> _WHAT TO DO_:
Reproduce the records below line for line, without changing any wording or numbers, and leave out the pictures.
— start of TASK MATERIAL —
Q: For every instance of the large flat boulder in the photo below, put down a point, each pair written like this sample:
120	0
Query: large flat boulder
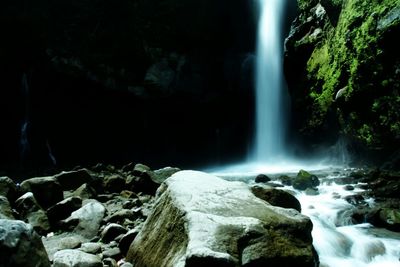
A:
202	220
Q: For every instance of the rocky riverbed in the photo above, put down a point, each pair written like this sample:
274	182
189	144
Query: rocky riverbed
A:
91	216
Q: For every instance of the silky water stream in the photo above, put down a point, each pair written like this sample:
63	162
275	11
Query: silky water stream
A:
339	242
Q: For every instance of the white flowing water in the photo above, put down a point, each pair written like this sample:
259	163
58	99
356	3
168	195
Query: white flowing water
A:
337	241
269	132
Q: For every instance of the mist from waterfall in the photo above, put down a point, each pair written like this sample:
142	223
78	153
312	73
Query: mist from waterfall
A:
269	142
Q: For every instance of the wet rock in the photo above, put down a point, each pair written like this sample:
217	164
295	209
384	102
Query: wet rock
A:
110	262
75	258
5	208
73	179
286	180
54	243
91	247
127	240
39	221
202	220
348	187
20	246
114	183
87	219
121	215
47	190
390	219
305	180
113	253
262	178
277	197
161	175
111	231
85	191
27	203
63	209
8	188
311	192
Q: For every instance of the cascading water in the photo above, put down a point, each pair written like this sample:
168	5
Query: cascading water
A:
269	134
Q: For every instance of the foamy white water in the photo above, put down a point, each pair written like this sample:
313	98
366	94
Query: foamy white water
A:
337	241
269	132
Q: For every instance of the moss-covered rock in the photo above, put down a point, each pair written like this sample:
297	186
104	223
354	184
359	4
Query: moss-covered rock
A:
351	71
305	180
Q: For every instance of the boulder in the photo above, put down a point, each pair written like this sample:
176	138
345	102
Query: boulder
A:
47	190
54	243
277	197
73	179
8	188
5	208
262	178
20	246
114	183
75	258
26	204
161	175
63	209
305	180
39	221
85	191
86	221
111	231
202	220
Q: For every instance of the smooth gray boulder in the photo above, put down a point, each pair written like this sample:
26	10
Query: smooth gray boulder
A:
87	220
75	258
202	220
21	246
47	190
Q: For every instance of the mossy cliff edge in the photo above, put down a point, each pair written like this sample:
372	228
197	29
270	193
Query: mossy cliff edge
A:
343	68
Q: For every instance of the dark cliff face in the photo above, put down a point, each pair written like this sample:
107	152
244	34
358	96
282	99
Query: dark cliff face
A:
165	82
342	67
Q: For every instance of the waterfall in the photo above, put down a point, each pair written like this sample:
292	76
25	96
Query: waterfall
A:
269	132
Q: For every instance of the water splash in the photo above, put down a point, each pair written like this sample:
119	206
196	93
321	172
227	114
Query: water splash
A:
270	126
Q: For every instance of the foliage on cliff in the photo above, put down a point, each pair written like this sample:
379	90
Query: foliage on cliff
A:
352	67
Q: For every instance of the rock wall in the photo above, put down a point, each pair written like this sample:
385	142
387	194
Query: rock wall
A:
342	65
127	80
— end of TASK MATERIAL —
> _OUTPUT BELOW_:
Q: For every instance of the large flat boulder in the photo below, put down a point, each pair written like this sample:
120	0
Query: large flat boulder
A:
202	220
Q: For every instance of the rocky riverbed in the photo above, put down a point, each pair written like this sample:
274	182
189	144
Query: rocky riverbed
A:
91	216
Q: For every instance of the silky water stream in the photo above, put down a point, each pair written like this sample:
63	162
275	11
Query: silky water stream
A:
339	242
Q: For every instance of the white flowing water in the photo above, put down a point, each pair written like this sample:
259	163
58	99
356	3
168	195
Query: white flowing water
A:
337	241
269	132
Q: For every instance of the mist from waterfall in the photo above, put down a point, each pair written like this sample:
142	223
78	153
312	73
Query: mist from waterfall
A:
269	142
Q: For every instance of the wet rock in the photo above, put down a point, each pair written like this sample:
217	164
295	209
384	102
Query: wet rock
A:
110	262
75	258
5	208
73	179
286	180
54	243
91	247
127	240
39	221
202	220
348	187
20	246
114	183
87	219
121	215
47	190
390	219
305	180
113	253
262	178
277	197
161	175
111	231
85	191
27	203
63	209
8	188
311	192
Q: For every instance of the cascading water in the photo above, put down a point, each pair written like this sample:
168	5
Query: cascading water
A:
269	134
Q: For every instance of the foamy white water in the photo above, put down a point, each pair written like this sample:
313	98
366	94
Query: foamy white water
A:
337	241
269	132
Q: For every instance of the moss-covered rock in the photo above, put down a point, each pair written like this sample:
297	186
104	223
354	184
359	4
Query: moss-covered rock
A:
351	71
305	180
Q: For every instance of the boulder in the photo above, put down a point, each pair written like this sample:
176	138
345	102
Query: boulder
A:
47	190
54	243
277	197
73	179
8	188
5	208
262	178
20	246
114	183
75	258
26	204
161	175
63	209
305	180
39	221
85	191
86	221
111	231
202	220
Q: For every instance of the smooth gray boulder in the photo above, put down a point, each pair written like this sample:
26	10
Query: smooth gray boulder
A:
87	220
75	258
202	220
21	246
47	190
Q: For every instance of the mossy cliff edge in the photo above, put down a point, each pair written like this sample:
372	228
197	29
270	193
Query: mossy cliff edge
A:
343	68
Q: For every instance of the dark cliff face in the photo above, put down a point, each pair written like this sample:
107	152
244	34
358	96
282	99
Query: dark cliff face
A:
165	82
342	67
Q: For every instance of the waterfall in the photo above, put down a point, each pair written like this sample:
292	76
25	96
Query: waterfall
A:
269	132
Q: For every instance of the water splash in the photo above, put down a point, each pair written like this sample:
119	206
196	93
321	172
227	114
Query: water splash
A:
270	126
Q: For every instance of the foliage on cliff in the photo above, put down a point, each pair written like this sample:
379	90
Query: foliage on cliff
A:
352	67
Q: For every instance of the rock wall in the photo above, put down a point, each pair written like this sample:
385	142
387	194
Query: rock wall
A:
342	65
127	80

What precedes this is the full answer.